Studio album by Aborym
- Released: 21 February 2006
- Genre: Industrial black metal
- Length: 44:20
- Label: Season Of Mist
- Producer: Christian Ice, M. Fabban and Nysrok

Aborym chronology
| With No Human Intervention (2003) | Generator (2006) | Psychogrotesque (2010) |

= Generator (Aborym album) =

Generator is the fourth studio album by the Italian industrial black metal band Aborym. Former vocalist Attila Csihar makes a guest appearance on this album, performing vocals on "Man Bites God". Vocals on the rest of the album are performed by Prime Evil.

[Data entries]
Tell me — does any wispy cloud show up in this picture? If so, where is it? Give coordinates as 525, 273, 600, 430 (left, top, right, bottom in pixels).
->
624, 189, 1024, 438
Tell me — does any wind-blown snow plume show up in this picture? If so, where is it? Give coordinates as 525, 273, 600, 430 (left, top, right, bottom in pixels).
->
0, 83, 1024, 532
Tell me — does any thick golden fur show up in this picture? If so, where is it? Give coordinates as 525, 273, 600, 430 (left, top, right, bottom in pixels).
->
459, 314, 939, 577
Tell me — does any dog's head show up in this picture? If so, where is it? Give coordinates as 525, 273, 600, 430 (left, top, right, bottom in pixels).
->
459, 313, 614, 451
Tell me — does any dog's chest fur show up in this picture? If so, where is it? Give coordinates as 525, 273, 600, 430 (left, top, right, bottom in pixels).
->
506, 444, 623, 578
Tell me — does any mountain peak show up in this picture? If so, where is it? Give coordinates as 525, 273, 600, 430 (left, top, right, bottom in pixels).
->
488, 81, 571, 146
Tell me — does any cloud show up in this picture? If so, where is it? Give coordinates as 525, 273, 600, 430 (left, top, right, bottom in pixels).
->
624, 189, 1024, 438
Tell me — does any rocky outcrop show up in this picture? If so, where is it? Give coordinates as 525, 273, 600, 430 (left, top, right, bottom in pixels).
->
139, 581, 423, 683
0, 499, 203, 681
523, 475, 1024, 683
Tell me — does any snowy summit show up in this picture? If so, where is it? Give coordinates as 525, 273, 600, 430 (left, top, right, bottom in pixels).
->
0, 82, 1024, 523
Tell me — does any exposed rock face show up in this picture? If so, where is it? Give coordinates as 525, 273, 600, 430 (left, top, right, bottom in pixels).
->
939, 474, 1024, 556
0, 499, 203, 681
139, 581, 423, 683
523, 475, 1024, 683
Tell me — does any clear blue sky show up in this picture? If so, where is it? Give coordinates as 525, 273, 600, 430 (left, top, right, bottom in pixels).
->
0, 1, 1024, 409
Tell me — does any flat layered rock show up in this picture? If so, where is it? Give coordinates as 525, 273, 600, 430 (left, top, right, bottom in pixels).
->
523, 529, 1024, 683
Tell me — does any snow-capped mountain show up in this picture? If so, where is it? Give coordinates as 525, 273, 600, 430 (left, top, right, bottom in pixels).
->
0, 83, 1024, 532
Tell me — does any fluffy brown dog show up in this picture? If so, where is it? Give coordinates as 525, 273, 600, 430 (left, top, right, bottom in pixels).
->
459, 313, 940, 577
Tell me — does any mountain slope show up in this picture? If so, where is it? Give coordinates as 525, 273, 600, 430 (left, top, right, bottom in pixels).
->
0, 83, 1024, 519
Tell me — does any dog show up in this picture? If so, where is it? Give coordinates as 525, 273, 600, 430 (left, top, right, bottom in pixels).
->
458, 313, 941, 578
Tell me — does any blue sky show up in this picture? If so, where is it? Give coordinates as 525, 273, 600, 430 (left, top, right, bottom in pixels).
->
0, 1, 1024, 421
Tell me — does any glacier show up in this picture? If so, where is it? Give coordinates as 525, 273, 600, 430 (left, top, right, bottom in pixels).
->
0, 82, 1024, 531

__PROBLEM TO SOLVE__:
From the text on the Aborym album Generator, return the passage starting with "Studio album by Aborym" and going on through "by Prime Evil.".

__WRITTEN RESPONSE__:
Studio album by Aborym
- Released: 21 February 2006
- Genre: Industrial black metal
- Length: 44:20
- Label: Season Of Mist
- Producer: Christian Ice, M. Fabban and Nysrok

Aborym chronology
| With No Human Intervention (2003) | Generator (2006) | Psychogrotesque (2010) |

= Generator (Aborym album) =

Generator is the fourth studio album by the Italian industrial black metal band Aborym. Former vocalist Attila Csihar makes a guest appearance on this album, performing vocals on "Man Bites God". Vocals on the rest of the album are performed by Prime Evil.